>> BEGIN Reading text

Maybe this will help.
Check out Array Math.svd(Matrix A) which computes the singular value decomposition of A (square or rectangular). Here is a recap from PTVF Numerical Recipes book:
[u, w, v] = Math.svd(a). u, w, and v form a decomposition of a. u and v are orthogonal, w is a vector that represents a diagonal matrix, a = u.diag(w).transpose(v). Since u and v are orthogonal, inverse(a) is easy to compute inverse(a) = v.diag(1/w).transpose(u). If a is singular or near singular some wi values may be zero or near zero, so 1/wi may be undefined. Solution, amazingly, is to simply replace 1/wi by zero when wi is zero or near zero. This replacement is controlled by a tolerance (i.e. like 1e-10).
Here is code that returns the so-called pseudo inverse. Tested to solve over-determined systems (least squares solutions to over-determined linear systems) on ~30 x 100k matricies with good performance.
Mike
// Gives the pseudo inverse, singular values smaller than threshold will be dropped.
function pseudoInverse(matrix, threshold) {
var svd = Math.svd(matrix);
var u = svd[0];
var w = svd[1];
var v = svd[2];
var iw = new Matrix(w.length, w.length);
for (var row = 0; row != w.length; ++row) {
for (var col = 0; col != w.length; ++col) {
iw.at(row, col, row == col ? Math.abs(w.at(row)) < threshold ? 0 : 1 / w.at(row) : 0);
}
}
return v.mul(iw).mul(u.transpose());
};

>> END Reading text

§ Problem:
In the code in the pseudo-inverse post, name every variable declared with the keyword var. The rows after this point are separate material with no connection to the pseudo-inverse post.

>> BEGIN Extracted records

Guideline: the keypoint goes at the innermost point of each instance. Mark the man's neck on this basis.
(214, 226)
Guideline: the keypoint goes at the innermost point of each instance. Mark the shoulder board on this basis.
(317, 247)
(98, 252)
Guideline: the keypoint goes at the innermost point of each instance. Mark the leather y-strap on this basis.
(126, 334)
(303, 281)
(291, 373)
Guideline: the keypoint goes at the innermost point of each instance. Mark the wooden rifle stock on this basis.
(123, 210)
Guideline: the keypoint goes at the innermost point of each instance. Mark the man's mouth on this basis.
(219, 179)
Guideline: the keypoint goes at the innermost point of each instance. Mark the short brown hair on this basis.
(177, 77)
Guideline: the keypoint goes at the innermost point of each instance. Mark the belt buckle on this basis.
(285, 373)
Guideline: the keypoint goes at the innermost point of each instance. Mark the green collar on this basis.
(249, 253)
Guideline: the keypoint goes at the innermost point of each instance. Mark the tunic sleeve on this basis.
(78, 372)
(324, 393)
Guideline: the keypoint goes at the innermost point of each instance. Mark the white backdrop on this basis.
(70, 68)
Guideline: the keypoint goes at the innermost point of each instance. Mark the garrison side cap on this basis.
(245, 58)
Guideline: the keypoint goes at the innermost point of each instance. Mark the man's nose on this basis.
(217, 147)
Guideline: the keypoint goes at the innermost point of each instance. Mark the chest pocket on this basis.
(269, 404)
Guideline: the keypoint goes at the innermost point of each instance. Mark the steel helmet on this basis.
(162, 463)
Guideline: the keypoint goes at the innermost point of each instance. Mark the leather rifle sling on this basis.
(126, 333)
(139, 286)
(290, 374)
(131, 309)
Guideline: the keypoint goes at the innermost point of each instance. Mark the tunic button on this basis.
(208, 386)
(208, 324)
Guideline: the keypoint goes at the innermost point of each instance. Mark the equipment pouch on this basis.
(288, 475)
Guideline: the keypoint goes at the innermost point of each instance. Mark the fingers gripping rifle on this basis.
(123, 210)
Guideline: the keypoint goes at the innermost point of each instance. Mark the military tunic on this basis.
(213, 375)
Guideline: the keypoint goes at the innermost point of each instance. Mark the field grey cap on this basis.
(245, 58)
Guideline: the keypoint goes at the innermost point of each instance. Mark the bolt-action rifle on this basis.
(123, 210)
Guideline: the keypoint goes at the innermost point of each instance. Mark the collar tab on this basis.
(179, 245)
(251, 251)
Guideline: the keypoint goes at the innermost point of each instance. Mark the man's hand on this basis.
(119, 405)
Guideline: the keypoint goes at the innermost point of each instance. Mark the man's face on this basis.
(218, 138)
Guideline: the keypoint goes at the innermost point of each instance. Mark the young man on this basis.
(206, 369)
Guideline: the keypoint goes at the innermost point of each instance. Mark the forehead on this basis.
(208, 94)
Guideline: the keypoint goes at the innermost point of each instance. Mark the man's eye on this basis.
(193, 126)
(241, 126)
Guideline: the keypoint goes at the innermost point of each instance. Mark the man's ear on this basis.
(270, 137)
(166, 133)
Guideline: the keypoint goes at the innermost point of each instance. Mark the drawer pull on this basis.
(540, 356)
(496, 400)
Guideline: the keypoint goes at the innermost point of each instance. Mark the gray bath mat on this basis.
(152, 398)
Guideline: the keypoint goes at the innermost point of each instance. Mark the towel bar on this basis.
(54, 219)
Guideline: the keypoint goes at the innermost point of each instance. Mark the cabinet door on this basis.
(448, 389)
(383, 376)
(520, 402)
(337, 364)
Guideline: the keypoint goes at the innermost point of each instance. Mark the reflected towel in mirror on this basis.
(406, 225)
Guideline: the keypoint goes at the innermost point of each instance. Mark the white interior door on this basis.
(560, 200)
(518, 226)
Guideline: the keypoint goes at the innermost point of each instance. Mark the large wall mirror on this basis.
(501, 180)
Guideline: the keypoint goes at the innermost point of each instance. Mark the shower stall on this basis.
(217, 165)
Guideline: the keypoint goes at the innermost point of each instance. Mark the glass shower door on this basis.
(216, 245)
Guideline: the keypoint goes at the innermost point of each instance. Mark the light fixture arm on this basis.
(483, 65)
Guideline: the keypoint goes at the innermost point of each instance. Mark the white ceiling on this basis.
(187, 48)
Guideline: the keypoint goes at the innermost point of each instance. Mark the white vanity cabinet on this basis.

>> END Extracted records

§ Response to the exercise:
svd, u, w, v, iw, row, col